▶ _Excerpt_:
******

Table of contents
Main characteristics and design philosophy
F-TTA0 is a completely new architecture, based loosely on the work
previously done by groups researching the general TTA concept and previous
work on other F-CPU architecture proposals, but otherwise completely
independent of any other architecture. The basic idea of the proposed
TTA is to simplify the hardware as much as possible while still providing
maximum generality and parallelism. This is facilitated by the use of a
TTA, which effectively exposes more of the pipeline to the software, and
allows many of the instruction scheduling and control operations to be
performed by the compiler instead of the hardware. Unfortunately, this
also creates certain difficulties in terms of requiring that the compiler
know many details of the internal architecture, and eliminating these
dependencies often forces a less optimistic approach to execution
(instruction reordering at run time is impossible with current techniques,
for example). However, the use of a TTA does allow greater thread-level
parallelism when combined with SMT techniques, which should help
compensate for the reduced ILP. Consequently, the F-TTA0 will be an SMT
architecture.
In order to support SMT, the F-TTA0 will be capable of storing
information for multiple contexts on-chip. These contexts will have
separate external and internal representations; that is, contexts may not
be identified in hardware by the OS-defined PID, TID, etc. Whenever an
instruction generates a bus transaction, control signals on the bus will
indicate which context is issuing the instruction, so that functional
units may act accordingly.
The F-TTA0 is composed of several different functional units, grouped into
two categories: control units and execution units. Execution units are the
obvious case: adders, FPUs, and the like; the things that actually DO the
computation. Control units include the hardware that does the more obvious
control activities such as instruction fetch, but also things like the
register file. These units will be covered in more detail in later
chapters. All functional units, control or execution, will be connected
by one or more busses (one per move instruction in the instruction word).
Constants will be implemented as words in the instruction stream. One
read-only address will be used as a constant generator; any reads from
this address will cause the instruction fetch unit to place the data
in the next instruction word in the stream onto the bus as a constant.
Instructions and encoding
The F-TTA0 will not use traditional instructions. As a TTA, it will
have only one instruction: move. "Instructions" will consist of four
overhead bits and two six-bit addresses: source and destination. This
will result in 16-bit move instructions, which will be grouped to allow
multiple move executions in a single cycle, making the F-TTA0 pseudo-VLIW.
The four overhead bits will be grouped into two conditional cancellation
bits and two operand size bits, covered below.

******

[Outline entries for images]
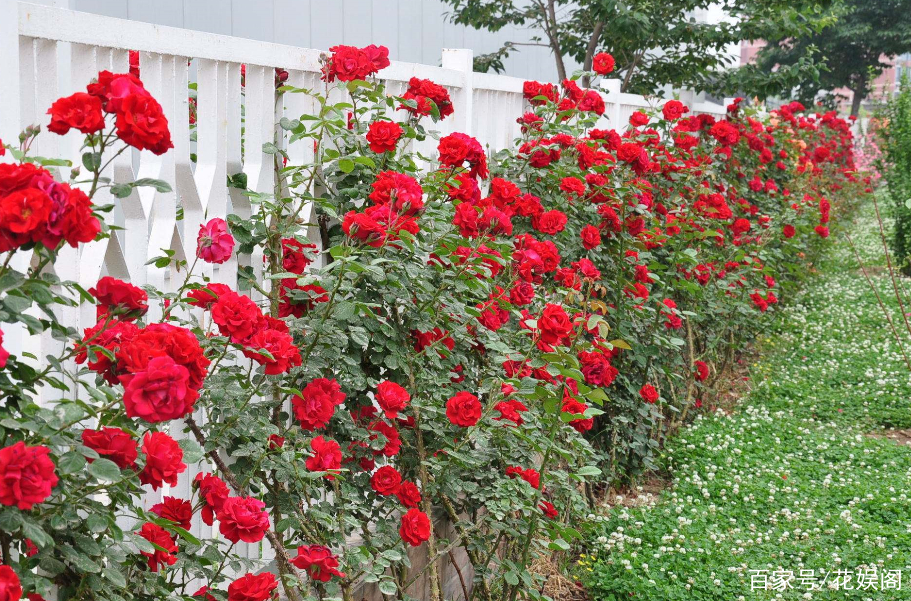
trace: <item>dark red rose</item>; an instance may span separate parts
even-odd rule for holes
[[[174,148],[168,120],[151,96],[130,94],[123,98],[115,125],[117,137],[139,150],[161,155]]]
[[[85,92],[76,92],[72,96],[56,100],[47,114],[51,116],[48,131],[61,136],[70,129],[78,129],[84,134],[93,134],[104,129],[101,100]]]
[[[164,551],[155,549],[151,553],[147,551],[141,552],[148,558],[150,570],[157,572],[159,567],[163,565],[171,566],[177,562],[177,556],[173,555],[177,552],[177,543],[174,542],[167,530],[157,524],[145,523],[142,525],[142,530],[136,534],[164,549]]]
[[[202,521],[211,526],[215,513],[231,494],[228,485],[218,476],[200,473],[193,479],[193,487],[199,490],[199,498],[203,501]]]
[[[405,480],[395,492],[399,502],[405,507],[417,507],[421,502],[421,491],[417,484]]]
[[[408,391],[388,380],[383,380],[376,386],[376,402],[389,419],[398,417],[399,411],[404,411],[411,401]]]
[[[335,407],[345,400],[336,380],[317,378],[301,391],[300,396],[291,399],[294,415],[304,430],[325,428],[335,413]]]
[[[374,121],[367,131],[370,150],[377,154],[395,152],[395,146],[402,137],[402,127],[394,121]]]
[[[19,601],[22,598],[22,585],[13,568],[0,565],[0,601]]]
[[[311,472],[329,472],[326,478],[334,480],[332,472],[342,467],[342,450],[334,440],[317,436],[310,441],[313,452],[304,463]]]
[[[164,432],[149,432],[142,440],[145,467],[139,472],[139,481],[158,490],[165,483],[177,486],[177,476],[186,471],[183,450],[177,441]]]
[[[333,576],[344,578],[338,571],[338,557],[332,554],[329,547],[322,545],[301,546],[297,548],[297,557],[291,560],[301,570],[317,582],[329,582]]]
[[[607,75],[614,70],[614,57],[607,52],[599,52],[592,58],[592,70],[598,75]]]
[[[157,424],[193,412],[199,394],[190,387],[190,371],[168,356],[155,357],[145,370],[120,376],[129,417]]]
[[[402,516],[399,536],[412,547],[420,547],[430,538],[430,518],[419,509],[409,509]]]
[[[50,497],[59,481],[50,454],[22,441],[0,449],[0,504],[25,511]]]
[[[370,487],[384,497],[397,493],[401,483],[402,475],[391,465],[384,465],[370,478]]]
[[[83,430],[82,444],[105,459],[110,459],[120,469],[135,466],[136,458],[139,456],[136,440],[120,428]],[[92,461],[92,459],[89,459],[90,463]]]
[[[246,574],[228,585],[228,601],[266,601],[278,598],[278,581],[271,572]]]
[[[218,531],[232,543],[258,543],[269,529],[265,507],[265,503],[253,497],[228,497],[216,515]]]
[[[160,518],[171,520],[184,530],[190,529],[190,521],[193,519],[193,505],[184,499],[177,497],[165,497],[161,503],[152,505],[149,509],[152,513]]]
[[[446,417],[456,426],[467,428],[481,419],[481,401],[469,392],[459,392],[446,401]]]

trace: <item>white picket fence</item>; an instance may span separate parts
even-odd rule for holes
[[[298,118],[315,106],[303,94],[278,98],[274,70],[287,70],[289,85],[321,89],[322,51],[0,0],[0,139],[15,143],[26,126],[46,125],[51,103],[58,97],[84,91],[100,70],[127,71],[129,50],[140,52],[142,80],[168,117],[174,150],[161,157],[149,152],[135,152],[132,157],[124,154],[114,163],[113,178],[162,179],[171,184],[173,191],[143,188],[124,199],[110,195],[97,199],[98,203],[117,206],[109,219],[123,230],[109,240],[79,249],[67,247],[54,269],[61,278],[76,281],[84,288],[111,275],[139,286],[154,285],[170,291],[182,278],[146,263],[160,256],[162,249],[174,250],[178,258],[192,259],[201,223],[231,213],[250,214],[247,198],[226,186],[229,175],[245,173],[253,191],[272,192],[273,157],[261,151],[262,145],[272,141],[286,145],[287,133],[278,127],[279,121],[283,117]],[[246,65],[243,93],[242,64]],[[403,93],[411,77],[445,86],[452,96],[455,114],[437,124],[437,129],[443,134],[470,134],[488,151],[506,148],[519,135],[516,119],[527,108],[522,97],[523,80],[473,73],[471,67],[471,50],[444,50],[442,67],[393,62],[379,77],[393,94]],[[189,125],[190,82],[197,85],[196,142],[191,141]],[[606,80],[602,88],[607,106],[602,124],[605,128],[620,129],[632,112],[660,102],[621,94],[619,80]],[[699,113],[724,113],[724,107],[715,104],[693,104],[691,108]],[[78,132],[63,137],[43,133],[33,150],[40,156],[68,158],[79,165],[80,143]],[[425,147],[418,150],[430,155],[434,144],[427,140]],[[190,159],[191,148],[197,155],[195,162]],[[300,164],[308,160],[312,147],[298,143],[288,151],[292,163]],[[313,241],[319,244],[318,239]],[[239,260],[254,266],[260,262],[251,257]],[[27,261],[27,257],[22,259],[17,267],[24,269]],[[236,283],[236,259],[203,269],[208,269],[206,275],[216,281]],[[95,308],[83,305],[64,318],[68,325],[81,330],[94,325]],[[4,346],[14,354],[28,351],[38,357],[56,354],[62,348],[49,336],[38,339],[21,329],[6,332]],[[175,490],[150,494],[148,504],[157,502],[162,494],[189,498],[190,482],[197,471],[191,467]],[[194,524],[193,530],[200,536],[212,535],[211,529],[201,524]],[[257,546],[241,552],[249,557],[270,555],[261,555]]]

******

▶ _Directions for this task_:
For each statement, decide whether the F-TTA0 excerpt supports it and answer yes or no, quoting the words of the excerpt that decide it.
1. The F-TTA0 has a single instruction, move.
2. Contexts are identified in hardware by the OS-defined PID.
3. Each move instruction is 32 bits long.
This material isn't needed for anything here.

▶ _Answer to the problem_:
1. Yes: "As a TTA, it will have only one instruction: move."
2. No: "contexts may not be identified in hardware by the OS-defined PID, TID, etc."
3. No: "This will result in 16-bit move instructions"